Instructions for the task
In the listing below, find each line that holds "white" and list it.

Records to use Block Start

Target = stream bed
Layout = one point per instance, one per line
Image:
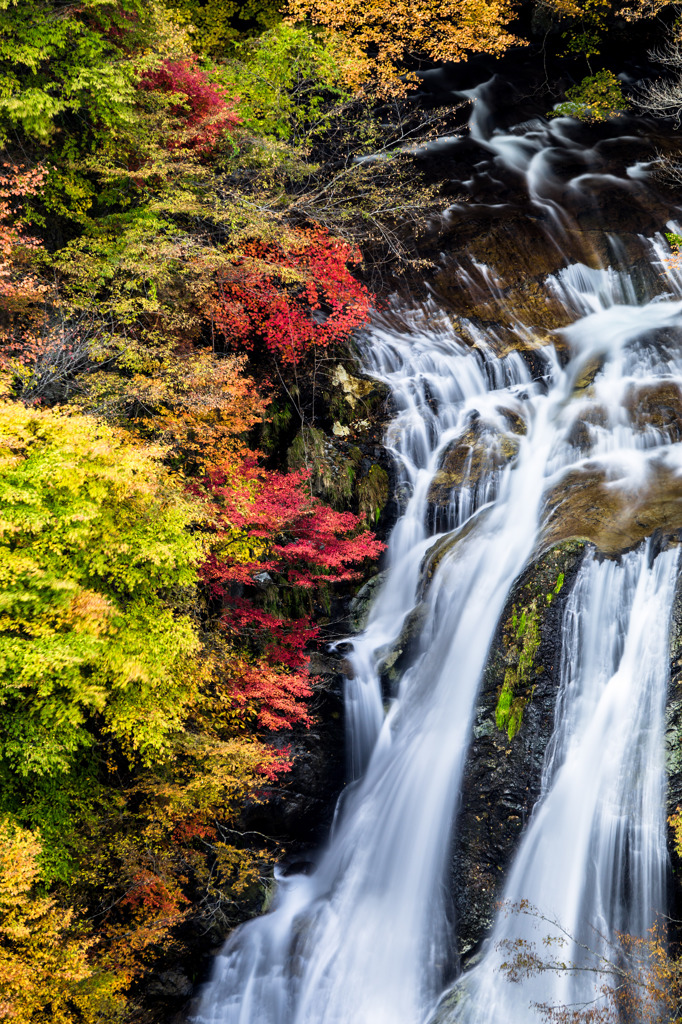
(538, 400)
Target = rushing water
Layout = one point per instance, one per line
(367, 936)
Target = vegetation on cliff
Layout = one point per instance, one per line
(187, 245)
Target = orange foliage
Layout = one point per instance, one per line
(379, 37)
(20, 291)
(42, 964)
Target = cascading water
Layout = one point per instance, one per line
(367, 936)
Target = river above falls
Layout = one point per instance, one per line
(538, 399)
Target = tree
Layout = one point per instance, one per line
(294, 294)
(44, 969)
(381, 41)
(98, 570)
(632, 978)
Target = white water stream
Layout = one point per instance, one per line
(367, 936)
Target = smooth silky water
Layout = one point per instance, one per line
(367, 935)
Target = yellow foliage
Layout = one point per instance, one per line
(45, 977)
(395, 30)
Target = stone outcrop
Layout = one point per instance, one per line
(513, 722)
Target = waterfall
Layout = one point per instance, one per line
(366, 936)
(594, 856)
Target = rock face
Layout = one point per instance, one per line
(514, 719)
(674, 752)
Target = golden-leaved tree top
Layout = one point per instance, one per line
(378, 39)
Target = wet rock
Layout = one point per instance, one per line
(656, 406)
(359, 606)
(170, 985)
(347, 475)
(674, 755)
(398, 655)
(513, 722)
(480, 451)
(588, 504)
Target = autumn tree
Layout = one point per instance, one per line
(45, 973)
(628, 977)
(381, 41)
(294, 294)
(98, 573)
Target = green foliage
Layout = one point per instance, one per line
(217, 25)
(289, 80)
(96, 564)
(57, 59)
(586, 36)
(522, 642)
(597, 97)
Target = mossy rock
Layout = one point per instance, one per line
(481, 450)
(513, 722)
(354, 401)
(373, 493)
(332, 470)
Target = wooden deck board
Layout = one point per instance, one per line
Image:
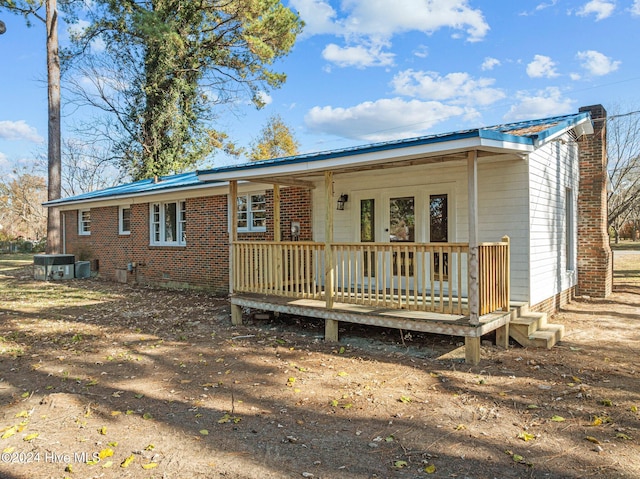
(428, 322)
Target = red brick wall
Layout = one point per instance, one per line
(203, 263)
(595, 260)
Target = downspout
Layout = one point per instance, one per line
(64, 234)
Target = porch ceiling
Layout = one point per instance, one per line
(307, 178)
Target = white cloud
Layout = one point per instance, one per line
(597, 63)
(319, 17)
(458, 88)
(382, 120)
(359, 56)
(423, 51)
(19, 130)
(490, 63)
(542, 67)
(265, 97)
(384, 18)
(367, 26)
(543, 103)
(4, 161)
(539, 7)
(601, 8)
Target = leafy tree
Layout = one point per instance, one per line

Records to use Block End

Answer section
Target = white water stream
Target = white cloud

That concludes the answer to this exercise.